The detailed definition, frequency, limitations and associated costs (if any)
set out in the attached fee schedule include but are not limited to: maintaining
all Shareholder accounts, preparing Shareholder meeting lists, mailing proxies,
tabulating proxies, mailing Shareholder reports to current Shareholders,
withholding taxes on U.S. resident and non-resident alien accounts where
applicable, preparing and filing U.S. Treasury Department Forms 1099 and other
appropriate forms required with respect to dividends and distributions by
federal authorities for all Shareholders.
Schedule B
FEE SCHEDULE
1. Standard Fees
Open accounts: $16.00 per account per year
Closed accounts: $3.00 per account per year
Monthly minimum: $2,000 per class per Portfolio
Annual minimum: $24,000 per class per Portfolio
After the one year anniversary of the effective date of this Agreement, Investor
Services Group may adjust the above fees once per calendar year, upon thirty
(30) days prior written notice, in an amount not to exceed the cumulative
percentage increase in the Consumer Price Index for All Urban Consumers (CPI-U)
U.S. City Average, All items (unadjusted) - (1982-84=100), published by the U.S.
Department of Labor since the last such adjustment in the Client's monthly fees
(or the Effective Date absent a prior such adjustment).

### [DATASET]

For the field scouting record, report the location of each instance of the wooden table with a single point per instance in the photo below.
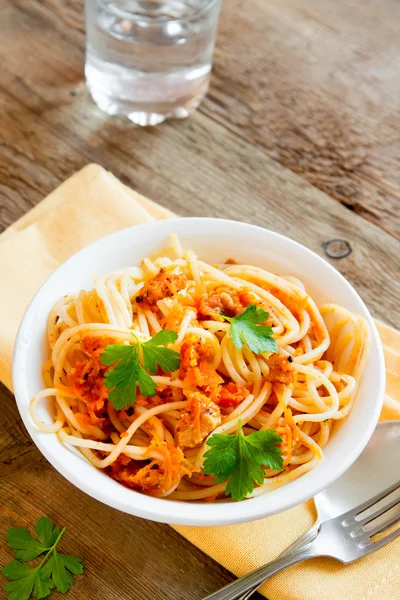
(300, 133)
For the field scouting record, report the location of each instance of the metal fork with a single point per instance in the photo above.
(346, 538)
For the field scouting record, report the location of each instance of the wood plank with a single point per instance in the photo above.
(314, 83)
(50, 128)
(175, 164)
(138, 561)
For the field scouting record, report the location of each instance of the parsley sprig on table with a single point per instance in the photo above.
(54, 571)
(240, 458)
(129, 373)
(246, 329)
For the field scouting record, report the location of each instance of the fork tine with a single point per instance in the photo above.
(383, 526)
(351, 514)
(379, 512)
(371, 547)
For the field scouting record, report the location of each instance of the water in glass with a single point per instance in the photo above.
(149, 59)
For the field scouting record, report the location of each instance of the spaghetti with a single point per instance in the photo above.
(157, 444)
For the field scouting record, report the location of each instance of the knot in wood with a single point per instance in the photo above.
(337, 248)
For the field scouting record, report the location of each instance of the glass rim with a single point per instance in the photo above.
(149, 20)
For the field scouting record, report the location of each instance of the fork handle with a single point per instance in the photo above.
(302, 541)
(236, 589)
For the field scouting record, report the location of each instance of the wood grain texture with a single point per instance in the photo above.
(299, 87)
(315, 84)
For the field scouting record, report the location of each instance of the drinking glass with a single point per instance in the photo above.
(149, 60)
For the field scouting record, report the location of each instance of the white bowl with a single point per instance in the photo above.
(214, 240)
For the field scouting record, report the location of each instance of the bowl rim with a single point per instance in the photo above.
(178, 512)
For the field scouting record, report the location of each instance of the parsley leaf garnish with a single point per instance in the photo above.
(240, 458)
(246, 329)
(129, 373)
(53, 571)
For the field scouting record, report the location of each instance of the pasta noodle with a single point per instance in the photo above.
(157, 444)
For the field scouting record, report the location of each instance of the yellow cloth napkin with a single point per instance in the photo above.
(92, 204)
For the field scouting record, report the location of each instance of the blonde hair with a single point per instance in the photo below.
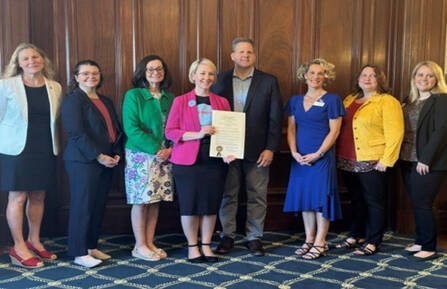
(440, 86)
(195, 65)
(329, 69)
(13, 68)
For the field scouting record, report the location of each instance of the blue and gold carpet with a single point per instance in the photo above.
(280, 268)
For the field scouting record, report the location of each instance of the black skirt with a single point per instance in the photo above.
(35, 167)
(199, 187)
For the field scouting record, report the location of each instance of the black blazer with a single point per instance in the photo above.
(86, 128)
(263, 111)
(431, 135)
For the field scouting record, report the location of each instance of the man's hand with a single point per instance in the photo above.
(108, 161)
(265, 158)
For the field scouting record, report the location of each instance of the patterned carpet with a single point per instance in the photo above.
(390, 268)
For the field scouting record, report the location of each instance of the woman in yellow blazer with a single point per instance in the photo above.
(369, 143)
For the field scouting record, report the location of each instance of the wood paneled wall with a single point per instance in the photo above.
(394, 34)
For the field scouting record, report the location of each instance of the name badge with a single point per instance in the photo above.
(319, 103)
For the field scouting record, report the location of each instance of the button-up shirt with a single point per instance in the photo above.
(240, 90)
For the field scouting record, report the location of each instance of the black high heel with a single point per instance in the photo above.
(210, 259)
(199, 259)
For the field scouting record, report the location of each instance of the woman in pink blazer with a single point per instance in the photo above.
(199, 178)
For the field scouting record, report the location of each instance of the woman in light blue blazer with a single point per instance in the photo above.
(29, 108)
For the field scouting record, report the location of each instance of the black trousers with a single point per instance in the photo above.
(89, 186)
(367, 192)
(423, 191)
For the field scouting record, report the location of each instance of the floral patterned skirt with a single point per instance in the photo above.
(147, 179)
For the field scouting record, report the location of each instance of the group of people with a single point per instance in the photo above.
(166, 143)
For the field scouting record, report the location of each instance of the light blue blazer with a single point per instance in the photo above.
(14, 114)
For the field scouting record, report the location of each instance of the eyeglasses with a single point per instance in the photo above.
(89, 73)
(156, 69)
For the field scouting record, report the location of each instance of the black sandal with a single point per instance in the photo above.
(199, 259)
(211, 259)
(320, 251)
(366, 251)
(303, 250)
(345, 244)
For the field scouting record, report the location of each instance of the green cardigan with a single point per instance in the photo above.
(143, 119)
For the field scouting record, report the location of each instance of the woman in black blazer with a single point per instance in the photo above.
(93, 149)
(424, 152)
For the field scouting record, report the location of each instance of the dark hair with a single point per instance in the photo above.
(74, 83)
(238, 40)
(382, 86)
(139, 77)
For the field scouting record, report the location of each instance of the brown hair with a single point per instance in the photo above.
(382, 85)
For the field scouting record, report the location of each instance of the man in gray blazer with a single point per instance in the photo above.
(257, 94)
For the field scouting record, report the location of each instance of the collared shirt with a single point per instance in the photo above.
(240, 90)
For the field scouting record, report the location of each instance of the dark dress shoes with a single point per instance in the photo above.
(255, 247)
(196, 260)
(210, 259)
(225, 245)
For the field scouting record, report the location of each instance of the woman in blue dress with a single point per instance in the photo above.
(314, 121)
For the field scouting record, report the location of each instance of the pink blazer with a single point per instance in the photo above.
(184, 117)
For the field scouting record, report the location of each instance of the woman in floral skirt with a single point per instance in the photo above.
(148, 175)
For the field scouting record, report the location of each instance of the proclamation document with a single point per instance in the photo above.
(229, 138)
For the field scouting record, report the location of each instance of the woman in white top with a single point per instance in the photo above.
(29, 108)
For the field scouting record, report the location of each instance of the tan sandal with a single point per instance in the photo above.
(304, 249)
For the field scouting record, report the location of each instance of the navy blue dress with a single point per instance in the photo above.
(314, 188)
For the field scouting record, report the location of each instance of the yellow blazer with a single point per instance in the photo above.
(378, 128)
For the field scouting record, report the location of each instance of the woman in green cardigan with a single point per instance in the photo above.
(148, 174)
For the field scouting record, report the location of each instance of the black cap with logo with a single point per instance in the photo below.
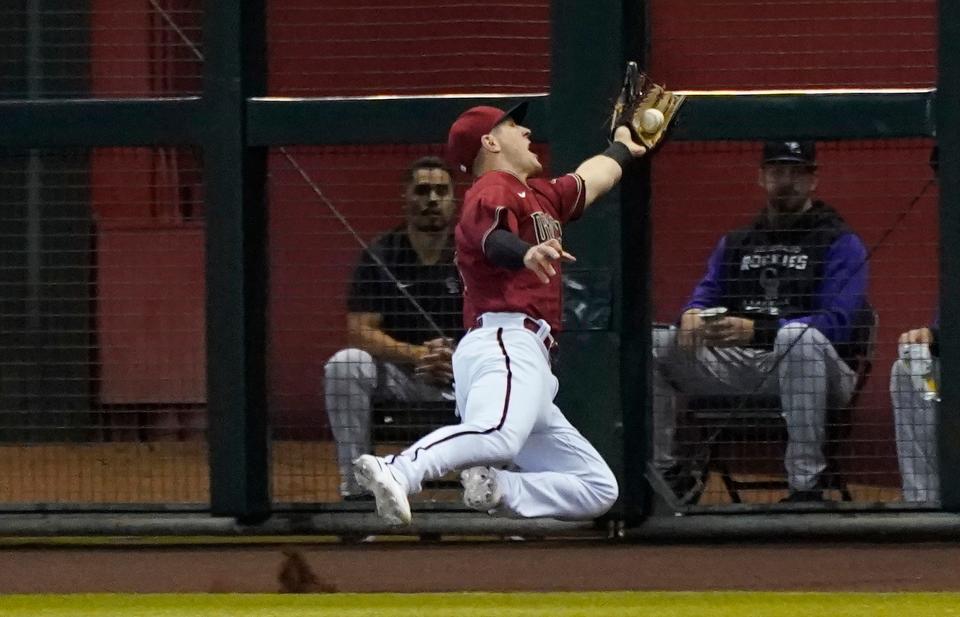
(790, 152)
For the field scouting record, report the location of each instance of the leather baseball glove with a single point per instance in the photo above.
(645, 107)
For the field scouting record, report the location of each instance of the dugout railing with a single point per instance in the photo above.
(237, 128)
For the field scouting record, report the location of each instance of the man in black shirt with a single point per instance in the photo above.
(395, 352)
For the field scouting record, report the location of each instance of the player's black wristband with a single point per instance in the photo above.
(619, 152)
(505, 250)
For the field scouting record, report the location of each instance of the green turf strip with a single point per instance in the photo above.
(611, 604)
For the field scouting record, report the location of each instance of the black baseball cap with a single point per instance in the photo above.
(463, 140)
(797, 152)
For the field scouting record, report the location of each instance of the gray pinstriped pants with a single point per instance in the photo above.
(809, 379)
(915, 421)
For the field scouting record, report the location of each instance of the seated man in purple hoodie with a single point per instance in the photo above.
(784, 295)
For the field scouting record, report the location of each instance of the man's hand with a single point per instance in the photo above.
(920, 335)
(690, 325)
(727, 332)
(436, 365)
(623, 135)
(540, 257)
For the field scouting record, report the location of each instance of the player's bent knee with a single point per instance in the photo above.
(348, 362)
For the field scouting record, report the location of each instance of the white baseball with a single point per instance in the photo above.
(652, 120)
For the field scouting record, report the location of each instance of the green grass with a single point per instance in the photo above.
(612, 604)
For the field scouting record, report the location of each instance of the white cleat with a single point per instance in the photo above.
(480, 488)
(392, 504)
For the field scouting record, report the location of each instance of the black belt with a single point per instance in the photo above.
(534, 326)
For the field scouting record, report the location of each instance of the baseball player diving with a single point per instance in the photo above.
(509, 253)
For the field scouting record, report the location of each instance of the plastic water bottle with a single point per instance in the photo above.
(920, 364)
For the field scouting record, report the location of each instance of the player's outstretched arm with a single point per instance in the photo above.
(601, 173)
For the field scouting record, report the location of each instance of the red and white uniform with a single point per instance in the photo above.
(504, 385)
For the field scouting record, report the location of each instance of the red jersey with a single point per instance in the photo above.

### [TASK INSTRUCTIONS]
Revise the stretch of the services and fees text from "The detailed definition, frequency, limitations" through "for all Shareholders.", putting "ballots" in place of "proxies" each time it appears. Draw only on the services and fees text, not on the rows.

### [COMPLETE RESPONSE]
The detailed definition, frequency, limitations and associated costs (if any)
set out in the attached fee schedule include but are not limited to: maintaining
all Shareholder accounts, preparing Shareholder meeting lists, mailing ballots,
tabulating ballots, mailing Shareholder reports to current Shareholders,
withholding taxes on U.S. resident and non-resident alien accounts where
applicable, preparing and filing U.S. Treasury Department Forms 1099 and other
appropriate forms required with respect to dividends and distributions by
federal authorities for all Shareholders.